_TESTO CITATO_
C’è vita su Marte. Il “Pianeta Rosso” un tempo doveva essere il “Pianeta Blu”, gemello terrestre. Ma la grande protagonista è l’acqua
Qualcuno si chiederà se siamo su Marte, quando sulla Terra aumentano teatri di guerre e massacri senza fine, con gli orrori di una interminabile striscia di sangue per 56 conflitti armati – un numero che non si vedeva dalla Seconda Guerra Mondiale – che si aggiungono all’escalation di temperature globali che aggiungono morte e devastazioni con conseguenze per l’oggi e il futuro devastanti, che avranno costi che nessuno sta mettendo in conto. Ebbene sì, andiamo su Marte perché alla fine "Ci sono più cose in cielo e in terra, Orazio, di quante ne sogni la tua filosofia", come dice l’Amleto di Shakespeare. E tra queste cose c’è l’emersione dell’acqua protagonista nell’Universo.

[Estratti dal dataset di puntamento]
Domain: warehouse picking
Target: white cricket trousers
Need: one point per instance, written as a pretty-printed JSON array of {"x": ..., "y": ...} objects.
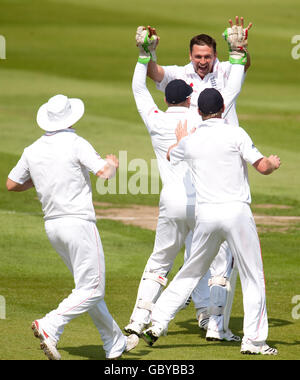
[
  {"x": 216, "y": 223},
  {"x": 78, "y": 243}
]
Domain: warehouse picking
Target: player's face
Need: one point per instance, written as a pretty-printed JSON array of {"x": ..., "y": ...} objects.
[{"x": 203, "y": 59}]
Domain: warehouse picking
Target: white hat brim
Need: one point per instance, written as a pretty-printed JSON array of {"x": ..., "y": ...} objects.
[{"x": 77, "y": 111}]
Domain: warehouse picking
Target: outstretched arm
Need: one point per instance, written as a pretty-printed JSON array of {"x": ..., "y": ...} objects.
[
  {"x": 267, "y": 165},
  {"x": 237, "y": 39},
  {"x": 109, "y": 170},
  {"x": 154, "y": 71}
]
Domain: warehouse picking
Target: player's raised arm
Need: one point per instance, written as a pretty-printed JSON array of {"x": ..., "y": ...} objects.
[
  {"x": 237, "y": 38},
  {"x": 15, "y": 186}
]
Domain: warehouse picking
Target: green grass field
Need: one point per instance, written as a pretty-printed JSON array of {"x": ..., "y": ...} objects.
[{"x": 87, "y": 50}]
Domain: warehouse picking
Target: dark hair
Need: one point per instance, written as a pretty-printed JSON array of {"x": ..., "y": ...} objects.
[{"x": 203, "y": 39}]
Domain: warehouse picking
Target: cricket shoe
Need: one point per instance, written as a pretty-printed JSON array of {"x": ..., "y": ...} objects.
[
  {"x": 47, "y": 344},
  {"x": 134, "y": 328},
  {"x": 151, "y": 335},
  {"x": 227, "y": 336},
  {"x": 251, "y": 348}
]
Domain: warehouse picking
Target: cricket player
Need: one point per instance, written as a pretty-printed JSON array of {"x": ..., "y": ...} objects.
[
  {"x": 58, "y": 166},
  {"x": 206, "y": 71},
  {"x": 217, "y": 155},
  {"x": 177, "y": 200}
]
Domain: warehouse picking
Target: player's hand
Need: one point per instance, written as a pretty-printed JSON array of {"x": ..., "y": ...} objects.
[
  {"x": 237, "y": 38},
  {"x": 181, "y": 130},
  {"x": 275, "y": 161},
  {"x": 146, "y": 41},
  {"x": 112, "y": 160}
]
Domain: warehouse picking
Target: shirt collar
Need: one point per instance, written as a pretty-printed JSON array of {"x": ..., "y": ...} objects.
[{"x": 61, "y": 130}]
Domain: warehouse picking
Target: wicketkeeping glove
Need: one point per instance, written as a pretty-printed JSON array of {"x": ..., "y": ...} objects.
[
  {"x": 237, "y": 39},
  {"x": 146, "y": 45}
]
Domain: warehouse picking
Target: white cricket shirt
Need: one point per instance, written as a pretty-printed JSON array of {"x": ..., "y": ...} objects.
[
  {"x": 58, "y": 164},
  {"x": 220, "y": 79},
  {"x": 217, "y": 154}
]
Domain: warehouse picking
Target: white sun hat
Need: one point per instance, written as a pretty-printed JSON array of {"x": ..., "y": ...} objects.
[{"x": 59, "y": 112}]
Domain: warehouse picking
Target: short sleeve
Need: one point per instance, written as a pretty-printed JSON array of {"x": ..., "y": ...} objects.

==

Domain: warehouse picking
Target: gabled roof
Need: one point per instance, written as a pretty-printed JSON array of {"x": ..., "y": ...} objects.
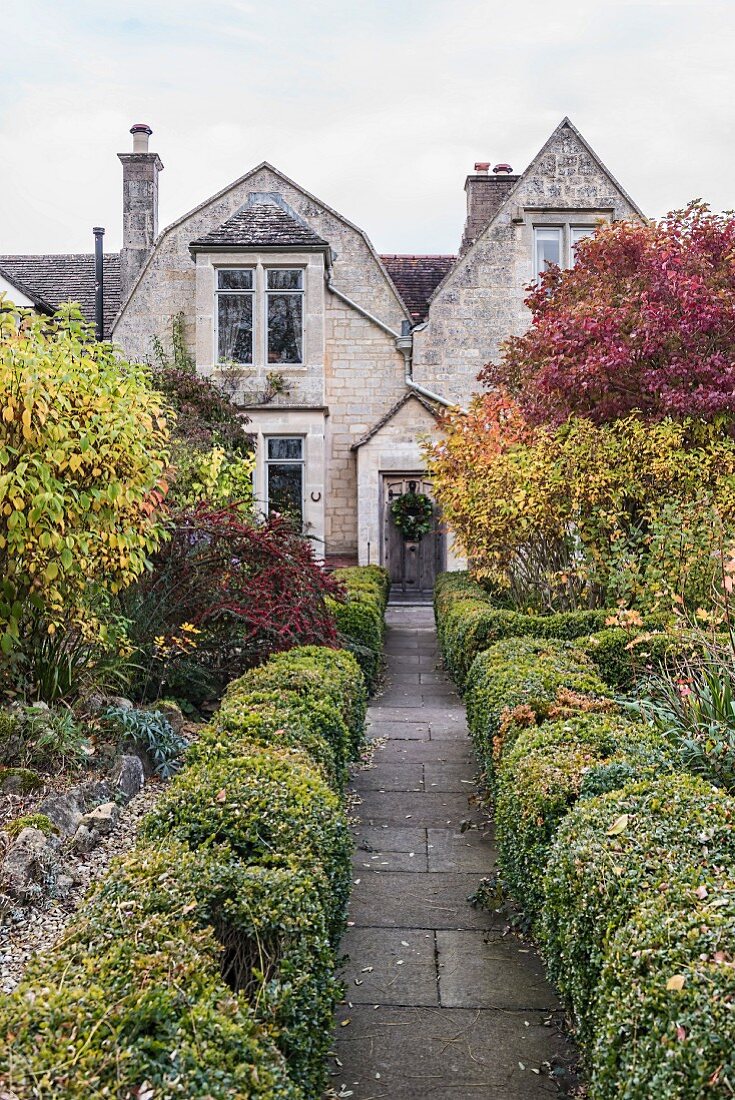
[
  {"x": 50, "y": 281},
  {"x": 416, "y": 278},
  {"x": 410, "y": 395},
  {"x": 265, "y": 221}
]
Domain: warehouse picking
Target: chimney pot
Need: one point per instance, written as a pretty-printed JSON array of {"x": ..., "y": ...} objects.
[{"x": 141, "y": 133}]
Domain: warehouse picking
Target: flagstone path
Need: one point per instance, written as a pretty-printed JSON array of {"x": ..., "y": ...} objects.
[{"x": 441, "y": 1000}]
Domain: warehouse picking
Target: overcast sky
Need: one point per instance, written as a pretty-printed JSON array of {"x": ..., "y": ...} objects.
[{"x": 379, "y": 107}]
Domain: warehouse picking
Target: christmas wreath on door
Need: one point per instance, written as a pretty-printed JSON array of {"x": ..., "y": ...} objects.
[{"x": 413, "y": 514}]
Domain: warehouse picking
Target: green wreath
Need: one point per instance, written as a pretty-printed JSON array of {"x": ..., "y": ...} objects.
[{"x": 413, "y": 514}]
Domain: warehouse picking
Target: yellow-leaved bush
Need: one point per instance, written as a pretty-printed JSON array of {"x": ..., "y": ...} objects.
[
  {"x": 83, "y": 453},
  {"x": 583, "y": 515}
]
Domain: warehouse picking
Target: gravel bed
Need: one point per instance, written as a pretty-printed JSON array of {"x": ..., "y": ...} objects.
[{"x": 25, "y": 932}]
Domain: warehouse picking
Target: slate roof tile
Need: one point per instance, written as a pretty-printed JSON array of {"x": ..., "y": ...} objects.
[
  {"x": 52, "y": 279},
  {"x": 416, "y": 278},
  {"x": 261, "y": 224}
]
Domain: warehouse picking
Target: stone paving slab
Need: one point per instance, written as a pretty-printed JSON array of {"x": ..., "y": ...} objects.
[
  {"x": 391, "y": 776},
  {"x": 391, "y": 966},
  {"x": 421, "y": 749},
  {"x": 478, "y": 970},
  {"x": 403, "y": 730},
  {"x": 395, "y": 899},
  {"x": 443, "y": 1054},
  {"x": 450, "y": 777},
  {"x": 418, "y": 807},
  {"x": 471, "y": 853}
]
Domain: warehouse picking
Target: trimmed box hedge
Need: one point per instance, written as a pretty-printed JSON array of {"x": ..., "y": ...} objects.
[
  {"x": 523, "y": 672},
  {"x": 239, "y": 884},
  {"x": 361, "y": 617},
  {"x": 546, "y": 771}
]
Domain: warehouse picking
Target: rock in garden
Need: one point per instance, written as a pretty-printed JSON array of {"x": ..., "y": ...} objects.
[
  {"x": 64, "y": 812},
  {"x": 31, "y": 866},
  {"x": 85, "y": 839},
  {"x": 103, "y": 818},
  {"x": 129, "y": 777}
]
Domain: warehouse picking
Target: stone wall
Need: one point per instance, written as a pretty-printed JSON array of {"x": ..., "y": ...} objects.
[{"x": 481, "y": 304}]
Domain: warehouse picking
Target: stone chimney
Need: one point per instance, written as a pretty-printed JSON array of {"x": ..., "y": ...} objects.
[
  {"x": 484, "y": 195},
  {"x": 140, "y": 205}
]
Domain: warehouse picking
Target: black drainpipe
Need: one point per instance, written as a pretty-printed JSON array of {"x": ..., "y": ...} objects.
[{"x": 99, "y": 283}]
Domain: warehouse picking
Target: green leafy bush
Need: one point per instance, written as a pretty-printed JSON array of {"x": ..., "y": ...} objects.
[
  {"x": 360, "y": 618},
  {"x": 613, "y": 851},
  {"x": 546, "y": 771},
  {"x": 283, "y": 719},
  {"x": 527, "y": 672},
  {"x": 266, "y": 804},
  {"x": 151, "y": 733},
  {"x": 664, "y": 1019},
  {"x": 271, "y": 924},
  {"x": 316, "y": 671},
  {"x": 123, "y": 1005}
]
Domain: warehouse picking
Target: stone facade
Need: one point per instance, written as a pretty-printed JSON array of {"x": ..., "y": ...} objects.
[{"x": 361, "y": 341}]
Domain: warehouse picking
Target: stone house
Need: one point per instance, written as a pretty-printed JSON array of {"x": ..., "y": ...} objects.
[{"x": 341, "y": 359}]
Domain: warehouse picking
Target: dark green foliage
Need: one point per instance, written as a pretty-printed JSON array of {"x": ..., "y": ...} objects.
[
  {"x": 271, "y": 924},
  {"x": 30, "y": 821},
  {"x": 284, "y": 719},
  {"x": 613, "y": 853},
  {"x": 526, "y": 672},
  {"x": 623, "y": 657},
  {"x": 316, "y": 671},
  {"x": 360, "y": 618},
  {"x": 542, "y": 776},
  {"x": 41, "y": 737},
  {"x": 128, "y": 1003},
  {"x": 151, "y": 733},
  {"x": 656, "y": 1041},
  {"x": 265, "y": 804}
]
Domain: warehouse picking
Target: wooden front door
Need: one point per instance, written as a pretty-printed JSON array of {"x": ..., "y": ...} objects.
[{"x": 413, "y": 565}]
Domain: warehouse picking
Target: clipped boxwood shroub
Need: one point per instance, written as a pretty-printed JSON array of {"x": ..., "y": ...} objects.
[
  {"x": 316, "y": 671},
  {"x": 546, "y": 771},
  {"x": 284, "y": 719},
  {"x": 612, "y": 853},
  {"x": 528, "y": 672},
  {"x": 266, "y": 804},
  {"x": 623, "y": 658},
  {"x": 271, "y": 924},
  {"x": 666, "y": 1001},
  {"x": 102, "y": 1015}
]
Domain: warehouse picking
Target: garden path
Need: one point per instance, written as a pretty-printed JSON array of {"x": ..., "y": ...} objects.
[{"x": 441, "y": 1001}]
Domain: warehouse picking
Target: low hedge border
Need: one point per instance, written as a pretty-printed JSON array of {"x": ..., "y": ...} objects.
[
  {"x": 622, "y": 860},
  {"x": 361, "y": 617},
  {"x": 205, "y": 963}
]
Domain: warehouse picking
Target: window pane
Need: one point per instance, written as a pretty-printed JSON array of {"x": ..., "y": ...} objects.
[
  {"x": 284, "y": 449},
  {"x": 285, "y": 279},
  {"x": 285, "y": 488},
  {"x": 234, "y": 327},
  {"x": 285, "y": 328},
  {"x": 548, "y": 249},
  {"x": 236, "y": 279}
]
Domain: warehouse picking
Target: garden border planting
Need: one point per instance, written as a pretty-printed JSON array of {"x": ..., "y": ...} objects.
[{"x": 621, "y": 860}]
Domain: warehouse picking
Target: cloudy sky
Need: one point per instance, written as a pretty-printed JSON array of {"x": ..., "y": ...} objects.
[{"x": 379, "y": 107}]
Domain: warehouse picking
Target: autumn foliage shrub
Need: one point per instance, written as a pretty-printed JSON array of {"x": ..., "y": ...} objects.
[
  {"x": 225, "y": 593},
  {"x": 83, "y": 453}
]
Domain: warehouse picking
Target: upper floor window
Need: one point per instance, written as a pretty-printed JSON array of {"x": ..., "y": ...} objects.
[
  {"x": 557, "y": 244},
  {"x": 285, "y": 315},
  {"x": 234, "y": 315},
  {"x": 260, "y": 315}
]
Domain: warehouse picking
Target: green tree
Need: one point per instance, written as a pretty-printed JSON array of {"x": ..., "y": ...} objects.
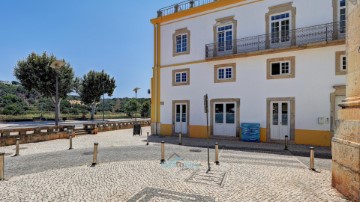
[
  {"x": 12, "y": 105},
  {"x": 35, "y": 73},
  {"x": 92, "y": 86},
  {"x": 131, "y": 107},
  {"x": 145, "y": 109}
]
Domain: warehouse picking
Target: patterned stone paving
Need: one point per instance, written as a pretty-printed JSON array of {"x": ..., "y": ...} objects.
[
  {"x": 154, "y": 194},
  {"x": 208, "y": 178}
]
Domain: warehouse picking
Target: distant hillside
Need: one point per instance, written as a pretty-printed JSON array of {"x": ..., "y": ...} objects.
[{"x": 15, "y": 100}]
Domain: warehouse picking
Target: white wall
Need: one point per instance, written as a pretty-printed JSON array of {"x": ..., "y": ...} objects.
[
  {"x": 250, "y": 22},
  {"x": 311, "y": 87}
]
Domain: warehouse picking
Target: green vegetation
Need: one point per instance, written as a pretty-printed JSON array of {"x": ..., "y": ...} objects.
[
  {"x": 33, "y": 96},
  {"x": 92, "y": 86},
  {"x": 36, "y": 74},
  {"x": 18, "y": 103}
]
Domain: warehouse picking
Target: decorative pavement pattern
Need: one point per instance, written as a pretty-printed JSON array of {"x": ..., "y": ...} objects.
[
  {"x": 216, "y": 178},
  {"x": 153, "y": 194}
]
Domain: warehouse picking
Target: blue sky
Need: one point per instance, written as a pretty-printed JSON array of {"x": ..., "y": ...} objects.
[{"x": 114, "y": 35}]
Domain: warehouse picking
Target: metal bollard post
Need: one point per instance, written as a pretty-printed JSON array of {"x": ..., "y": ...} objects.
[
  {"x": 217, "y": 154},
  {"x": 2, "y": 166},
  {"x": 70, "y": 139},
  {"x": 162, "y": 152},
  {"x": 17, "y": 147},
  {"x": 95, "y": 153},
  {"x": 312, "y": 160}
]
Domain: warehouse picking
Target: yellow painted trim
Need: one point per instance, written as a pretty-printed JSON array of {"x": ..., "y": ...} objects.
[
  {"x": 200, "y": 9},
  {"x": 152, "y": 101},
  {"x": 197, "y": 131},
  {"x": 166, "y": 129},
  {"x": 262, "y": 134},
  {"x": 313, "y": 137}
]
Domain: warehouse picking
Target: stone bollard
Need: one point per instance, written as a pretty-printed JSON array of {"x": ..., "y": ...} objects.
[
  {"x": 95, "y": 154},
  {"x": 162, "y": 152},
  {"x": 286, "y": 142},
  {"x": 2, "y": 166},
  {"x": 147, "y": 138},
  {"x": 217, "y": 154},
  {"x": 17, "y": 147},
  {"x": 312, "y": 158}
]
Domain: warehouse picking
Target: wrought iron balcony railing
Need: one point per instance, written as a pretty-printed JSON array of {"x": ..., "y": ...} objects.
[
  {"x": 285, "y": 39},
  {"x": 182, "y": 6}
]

_CONSEGNA 1_
Come riassumeresti in due frasi il testo su Marte?
_CONSEGNA 2_
Puoi trascrivere il passo del testo su Marte compreso tra "C’è vita su" e "dell’acqua protagonista nell’Universo.", estremi inclusi?
Per rispondere serviti soltanto del testo su Marte.

_SOLUZIONE 1_
Il testo afferma che c'è vita su Marte e che il "Pianeta Rosso" un tempo doveva essere il "Pianeta Blu", gemello della Terra, con l'acqua come grande protagonista. Pur ricordando i 56 conflitti armati e l'aumento delle temperature globali sulla Terra, difende l'andare su Marte citando l'Amleto di Shakespeare, perché tra le cose da scoprire c'è l'emersione dell'acqua nell'Universo.

_SOLUZIONE 2_
C’è vita su Marte. Il “Pianeta Rosso” un tempo doveva essere il “Pianeta Blu”, gemello terrestre. Ma la grande protagonista è l’acqua
Qualcuno si chiederà se siamo su Marte, quando sulla Terra aumentano teatri di guerre e massacri senza fine, con gli orrori di una interminabile striscia di sangue per 56 conflitti armati – un numero che non si vedeva dalla Seconda Guerra Mondiale – che si aggiungono all’escalation di temperature globali che aggiungono morte e devastazioni con conseguenze per l’oggi e il futuro devastanti, che avranno costi che nessuno sta mettendo in conto. Ebbene sì, andiamo su Marte perché alla fine "Ci sono più cose in cielo e in terra, Orazio, di quante ne sogni la tua filosofia", come dice l’Amleto di Shakespeare. E tra queste cose c’è l’emersione dell’acqua protagonista nell’Universo.